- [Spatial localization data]
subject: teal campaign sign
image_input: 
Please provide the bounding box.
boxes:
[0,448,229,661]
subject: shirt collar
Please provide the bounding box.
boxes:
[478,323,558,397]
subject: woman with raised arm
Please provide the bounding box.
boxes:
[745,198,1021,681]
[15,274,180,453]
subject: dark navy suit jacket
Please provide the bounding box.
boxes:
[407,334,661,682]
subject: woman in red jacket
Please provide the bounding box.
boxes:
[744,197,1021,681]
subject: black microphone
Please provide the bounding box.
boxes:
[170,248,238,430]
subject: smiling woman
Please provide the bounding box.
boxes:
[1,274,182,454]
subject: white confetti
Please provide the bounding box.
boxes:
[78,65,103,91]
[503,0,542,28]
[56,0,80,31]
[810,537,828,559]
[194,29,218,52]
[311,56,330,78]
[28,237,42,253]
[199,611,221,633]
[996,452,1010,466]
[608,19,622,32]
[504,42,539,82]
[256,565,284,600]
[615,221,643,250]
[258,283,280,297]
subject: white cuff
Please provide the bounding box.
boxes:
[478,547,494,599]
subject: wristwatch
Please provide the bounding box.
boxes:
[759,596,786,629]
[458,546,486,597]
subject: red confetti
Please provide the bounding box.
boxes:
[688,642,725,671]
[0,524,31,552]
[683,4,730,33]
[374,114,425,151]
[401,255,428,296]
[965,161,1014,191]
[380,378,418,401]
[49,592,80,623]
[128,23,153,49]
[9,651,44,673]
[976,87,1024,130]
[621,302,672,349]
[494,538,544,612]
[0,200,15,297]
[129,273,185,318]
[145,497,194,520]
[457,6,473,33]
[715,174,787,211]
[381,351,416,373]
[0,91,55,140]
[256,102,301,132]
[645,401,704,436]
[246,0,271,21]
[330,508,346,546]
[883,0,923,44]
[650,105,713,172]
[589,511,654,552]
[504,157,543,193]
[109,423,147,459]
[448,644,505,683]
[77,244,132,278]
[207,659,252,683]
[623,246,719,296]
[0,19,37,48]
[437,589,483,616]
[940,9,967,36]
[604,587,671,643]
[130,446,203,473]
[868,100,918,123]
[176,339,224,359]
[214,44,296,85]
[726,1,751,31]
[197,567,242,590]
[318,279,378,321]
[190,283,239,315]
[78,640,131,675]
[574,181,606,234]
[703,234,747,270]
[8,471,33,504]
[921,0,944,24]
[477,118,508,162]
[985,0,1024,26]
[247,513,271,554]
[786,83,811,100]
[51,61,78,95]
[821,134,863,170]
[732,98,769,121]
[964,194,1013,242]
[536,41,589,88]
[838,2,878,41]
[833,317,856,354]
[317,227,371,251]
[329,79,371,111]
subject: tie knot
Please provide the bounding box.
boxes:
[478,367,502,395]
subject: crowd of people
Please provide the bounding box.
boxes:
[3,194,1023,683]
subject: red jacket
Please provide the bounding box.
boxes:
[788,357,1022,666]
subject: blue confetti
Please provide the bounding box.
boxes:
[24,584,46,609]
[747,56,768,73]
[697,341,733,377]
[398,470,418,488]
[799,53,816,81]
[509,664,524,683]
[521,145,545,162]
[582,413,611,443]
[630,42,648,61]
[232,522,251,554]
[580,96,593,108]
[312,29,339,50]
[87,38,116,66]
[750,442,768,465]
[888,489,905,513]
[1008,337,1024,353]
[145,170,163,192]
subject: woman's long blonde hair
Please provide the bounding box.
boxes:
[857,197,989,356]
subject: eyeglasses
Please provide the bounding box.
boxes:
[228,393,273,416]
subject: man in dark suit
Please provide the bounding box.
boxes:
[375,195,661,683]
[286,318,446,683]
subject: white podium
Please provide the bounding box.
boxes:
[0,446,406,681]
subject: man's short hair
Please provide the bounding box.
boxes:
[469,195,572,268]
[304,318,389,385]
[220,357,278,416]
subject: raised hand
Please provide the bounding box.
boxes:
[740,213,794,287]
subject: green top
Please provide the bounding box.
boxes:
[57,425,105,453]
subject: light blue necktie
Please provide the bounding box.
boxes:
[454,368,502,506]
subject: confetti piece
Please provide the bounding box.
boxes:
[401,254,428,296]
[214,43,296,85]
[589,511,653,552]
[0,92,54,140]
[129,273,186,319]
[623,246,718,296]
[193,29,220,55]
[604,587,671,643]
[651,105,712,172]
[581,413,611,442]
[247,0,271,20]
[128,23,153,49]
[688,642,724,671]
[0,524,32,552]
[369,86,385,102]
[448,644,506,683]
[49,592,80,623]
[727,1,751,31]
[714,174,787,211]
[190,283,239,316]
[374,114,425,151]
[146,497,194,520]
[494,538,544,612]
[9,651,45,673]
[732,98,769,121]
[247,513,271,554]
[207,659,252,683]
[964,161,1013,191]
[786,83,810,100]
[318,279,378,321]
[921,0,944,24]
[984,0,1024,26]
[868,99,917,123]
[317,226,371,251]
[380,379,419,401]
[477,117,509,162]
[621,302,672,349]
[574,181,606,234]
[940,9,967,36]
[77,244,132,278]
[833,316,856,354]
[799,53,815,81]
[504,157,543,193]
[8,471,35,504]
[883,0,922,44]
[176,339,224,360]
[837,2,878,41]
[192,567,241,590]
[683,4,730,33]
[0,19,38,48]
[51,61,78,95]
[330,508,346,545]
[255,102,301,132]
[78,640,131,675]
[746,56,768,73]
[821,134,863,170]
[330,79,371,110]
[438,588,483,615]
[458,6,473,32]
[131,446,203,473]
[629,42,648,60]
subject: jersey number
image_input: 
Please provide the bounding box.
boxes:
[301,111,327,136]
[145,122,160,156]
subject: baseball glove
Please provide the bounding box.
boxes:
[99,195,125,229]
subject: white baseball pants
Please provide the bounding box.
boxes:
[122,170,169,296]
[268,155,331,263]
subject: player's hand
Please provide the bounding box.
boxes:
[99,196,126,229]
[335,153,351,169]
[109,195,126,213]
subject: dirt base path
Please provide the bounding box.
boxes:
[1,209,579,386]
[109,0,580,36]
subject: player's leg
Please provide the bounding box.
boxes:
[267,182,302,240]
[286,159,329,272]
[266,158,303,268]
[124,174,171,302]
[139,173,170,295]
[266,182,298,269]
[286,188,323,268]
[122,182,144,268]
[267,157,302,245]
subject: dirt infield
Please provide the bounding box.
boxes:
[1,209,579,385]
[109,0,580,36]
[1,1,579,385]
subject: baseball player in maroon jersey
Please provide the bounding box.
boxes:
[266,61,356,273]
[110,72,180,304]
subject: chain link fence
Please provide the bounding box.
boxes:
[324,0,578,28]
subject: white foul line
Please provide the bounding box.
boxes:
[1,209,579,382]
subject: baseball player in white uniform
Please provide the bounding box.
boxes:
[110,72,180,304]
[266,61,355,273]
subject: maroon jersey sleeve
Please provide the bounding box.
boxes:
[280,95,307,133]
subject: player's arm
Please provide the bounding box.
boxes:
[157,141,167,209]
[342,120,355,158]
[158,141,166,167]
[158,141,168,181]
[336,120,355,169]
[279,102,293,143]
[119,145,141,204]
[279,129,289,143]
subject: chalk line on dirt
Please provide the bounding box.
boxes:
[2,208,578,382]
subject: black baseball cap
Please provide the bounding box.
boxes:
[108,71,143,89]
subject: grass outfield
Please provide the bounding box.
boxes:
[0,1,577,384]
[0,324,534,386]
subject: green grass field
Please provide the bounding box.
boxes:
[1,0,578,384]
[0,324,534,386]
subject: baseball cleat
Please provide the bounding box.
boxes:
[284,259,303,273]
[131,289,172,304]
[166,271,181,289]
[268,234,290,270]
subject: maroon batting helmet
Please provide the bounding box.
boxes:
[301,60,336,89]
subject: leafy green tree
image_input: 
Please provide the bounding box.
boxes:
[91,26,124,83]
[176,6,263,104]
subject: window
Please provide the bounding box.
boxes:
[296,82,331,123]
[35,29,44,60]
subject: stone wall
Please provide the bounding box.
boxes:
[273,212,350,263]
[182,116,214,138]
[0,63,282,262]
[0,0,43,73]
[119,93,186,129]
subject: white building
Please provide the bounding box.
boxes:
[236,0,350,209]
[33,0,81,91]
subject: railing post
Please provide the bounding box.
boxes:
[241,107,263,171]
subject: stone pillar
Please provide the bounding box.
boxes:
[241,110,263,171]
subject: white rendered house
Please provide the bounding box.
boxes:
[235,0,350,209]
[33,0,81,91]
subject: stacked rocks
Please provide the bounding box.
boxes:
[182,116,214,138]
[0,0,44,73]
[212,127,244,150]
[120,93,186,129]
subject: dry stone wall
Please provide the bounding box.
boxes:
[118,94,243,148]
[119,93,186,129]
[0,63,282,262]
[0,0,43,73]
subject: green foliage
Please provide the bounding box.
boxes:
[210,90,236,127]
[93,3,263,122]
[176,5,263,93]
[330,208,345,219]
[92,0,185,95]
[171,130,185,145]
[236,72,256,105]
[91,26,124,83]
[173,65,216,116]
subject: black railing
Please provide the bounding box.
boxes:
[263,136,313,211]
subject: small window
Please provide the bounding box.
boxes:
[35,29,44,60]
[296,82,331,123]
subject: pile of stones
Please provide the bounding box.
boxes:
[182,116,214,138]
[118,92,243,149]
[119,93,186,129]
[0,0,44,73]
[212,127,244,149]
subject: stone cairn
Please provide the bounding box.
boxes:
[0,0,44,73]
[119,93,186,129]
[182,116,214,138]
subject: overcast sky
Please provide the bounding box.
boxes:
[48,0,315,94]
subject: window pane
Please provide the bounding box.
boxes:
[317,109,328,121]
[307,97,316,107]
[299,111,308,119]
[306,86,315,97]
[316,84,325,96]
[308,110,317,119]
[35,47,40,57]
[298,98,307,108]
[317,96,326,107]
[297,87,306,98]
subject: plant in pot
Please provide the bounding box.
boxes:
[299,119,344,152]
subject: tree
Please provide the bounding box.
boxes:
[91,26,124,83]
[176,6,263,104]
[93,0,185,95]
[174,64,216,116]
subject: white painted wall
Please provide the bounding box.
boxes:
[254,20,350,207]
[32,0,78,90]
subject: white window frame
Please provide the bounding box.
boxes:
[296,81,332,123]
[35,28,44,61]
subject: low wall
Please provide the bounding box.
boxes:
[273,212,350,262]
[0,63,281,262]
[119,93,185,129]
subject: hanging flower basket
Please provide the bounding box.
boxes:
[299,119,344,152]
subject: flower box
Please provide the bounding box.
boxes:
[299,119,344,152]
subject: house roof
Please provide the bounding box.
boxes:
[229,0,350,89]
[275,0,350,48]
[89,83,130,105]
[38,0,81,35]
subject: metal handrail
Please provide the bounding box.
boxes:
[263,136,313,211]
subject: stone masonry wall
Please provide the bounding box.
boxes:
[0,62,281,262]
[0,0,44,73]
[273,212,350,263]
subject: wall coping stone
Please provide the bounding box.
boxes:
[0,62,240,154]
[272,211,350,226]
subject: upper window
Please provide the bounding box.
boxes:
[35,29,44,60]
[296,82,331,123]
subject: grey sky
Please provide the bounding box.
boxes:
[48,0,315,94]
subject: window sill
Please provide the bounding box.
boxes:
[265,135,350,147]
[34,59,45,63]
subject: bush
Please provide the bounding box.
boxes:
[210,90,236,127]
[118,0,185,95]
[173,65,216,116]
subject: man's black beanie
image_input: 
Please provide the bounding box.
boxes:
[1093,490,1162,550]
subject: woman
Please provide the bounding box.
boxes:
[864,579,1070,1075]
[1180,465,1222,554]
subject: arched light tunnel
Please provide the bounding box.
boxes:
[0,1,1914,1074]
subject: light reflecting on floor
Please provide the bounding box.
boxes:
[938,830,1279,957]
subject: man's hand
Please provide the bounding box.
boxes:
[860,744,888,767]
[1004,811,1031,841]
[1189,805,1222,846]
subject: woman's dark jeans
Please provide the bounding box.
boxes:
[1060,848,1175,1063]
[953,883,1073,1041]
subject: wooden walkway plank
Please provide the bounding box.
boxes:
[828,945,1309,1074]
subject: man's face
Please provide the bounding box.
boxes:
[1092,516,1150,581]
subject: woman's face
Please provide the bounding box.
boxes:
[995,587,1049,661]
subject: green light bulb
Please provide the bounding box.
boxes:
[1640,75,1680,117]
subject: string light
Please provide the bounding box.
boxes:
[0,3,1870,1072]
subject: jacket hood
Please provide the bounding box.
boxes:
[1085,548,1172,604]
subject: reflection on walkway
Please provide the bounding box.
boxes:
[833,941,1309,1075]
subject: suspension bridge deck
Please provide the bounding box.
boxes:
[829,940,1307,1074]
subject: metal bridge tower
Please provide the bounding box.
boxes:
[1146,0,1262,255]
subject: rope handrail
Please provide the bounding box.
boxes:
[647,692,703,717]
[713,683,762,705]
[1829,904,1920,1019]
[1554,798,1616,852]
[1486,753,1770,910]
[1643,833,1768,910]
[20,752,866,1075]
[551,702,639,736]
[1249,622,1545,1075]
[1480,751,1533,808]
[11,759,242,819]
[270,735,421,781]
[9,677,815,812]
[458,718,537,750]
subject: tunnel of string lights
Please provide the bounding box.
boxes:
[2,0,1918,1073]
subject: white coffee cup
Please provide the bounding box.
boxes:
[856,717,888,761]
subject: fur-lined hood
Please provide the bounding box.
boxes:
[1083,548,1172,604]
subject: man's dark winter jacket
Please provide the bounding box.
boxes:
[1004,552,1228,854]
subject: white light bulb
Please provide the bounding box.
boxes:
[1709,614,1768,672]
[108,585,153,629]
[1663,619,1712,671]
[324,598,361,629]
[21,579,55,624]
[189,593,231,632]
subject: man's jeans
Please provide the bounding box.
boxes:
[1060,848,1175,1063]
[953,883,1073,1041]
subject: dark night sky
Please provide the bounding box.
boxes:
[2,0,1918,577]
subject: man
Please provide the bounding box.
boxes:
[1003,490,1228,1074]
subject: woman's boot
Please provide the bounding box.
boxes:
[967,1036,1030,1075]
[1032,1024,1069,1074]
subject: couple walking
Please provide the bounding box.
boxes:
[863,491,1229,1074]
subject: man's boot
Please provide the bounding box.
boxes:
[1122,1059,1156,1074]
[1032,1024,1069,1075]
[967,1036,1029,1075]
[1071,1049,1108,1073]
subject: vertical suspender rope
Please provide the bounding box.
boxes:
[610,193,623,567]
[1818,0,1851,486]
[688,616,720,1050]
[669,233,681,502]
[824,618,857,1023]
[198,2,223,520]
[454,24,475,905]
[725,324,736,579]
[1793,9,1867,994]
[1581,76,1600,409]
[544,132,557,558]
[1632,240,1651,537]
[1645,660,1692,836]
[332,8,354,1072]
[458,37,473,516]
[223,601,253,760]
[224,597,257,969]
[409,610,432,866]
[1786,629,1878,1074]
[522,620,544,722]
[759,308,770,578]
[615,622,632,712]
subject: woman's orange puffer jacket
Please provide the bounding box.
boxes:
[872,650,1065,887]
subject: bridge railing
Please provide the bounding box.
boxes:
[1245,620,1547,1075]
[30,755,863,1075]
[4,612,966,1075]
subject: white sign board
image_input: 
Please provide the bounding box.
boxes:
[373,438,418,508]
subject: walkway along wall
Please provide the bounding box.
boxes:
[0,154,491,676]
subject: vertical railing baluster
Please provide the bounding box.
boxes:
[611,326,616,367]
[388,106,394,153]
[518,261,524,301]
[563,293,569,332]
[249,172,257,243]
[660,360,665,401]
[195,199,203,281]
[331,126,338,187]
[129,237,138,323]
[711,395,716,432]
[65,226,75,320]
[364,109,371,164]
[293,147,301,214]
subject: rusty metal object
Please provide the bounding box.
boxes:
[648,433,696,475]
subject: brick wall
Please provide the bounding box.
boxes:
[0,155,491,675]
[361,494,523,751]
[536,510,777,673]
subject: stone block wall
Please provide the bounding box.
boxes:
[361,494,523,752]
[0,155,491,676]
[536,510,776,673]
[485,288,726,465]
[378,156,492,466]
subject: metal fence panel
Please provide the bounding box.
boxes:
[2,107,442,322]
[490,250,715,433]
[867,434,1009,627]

- [YOUR OBJECTIVE]
A copy of each line in the data above that holds the string "tunnel" is needed.

- [OUTPUT]
subject: arched light tunnel
subject: tunnel of string lights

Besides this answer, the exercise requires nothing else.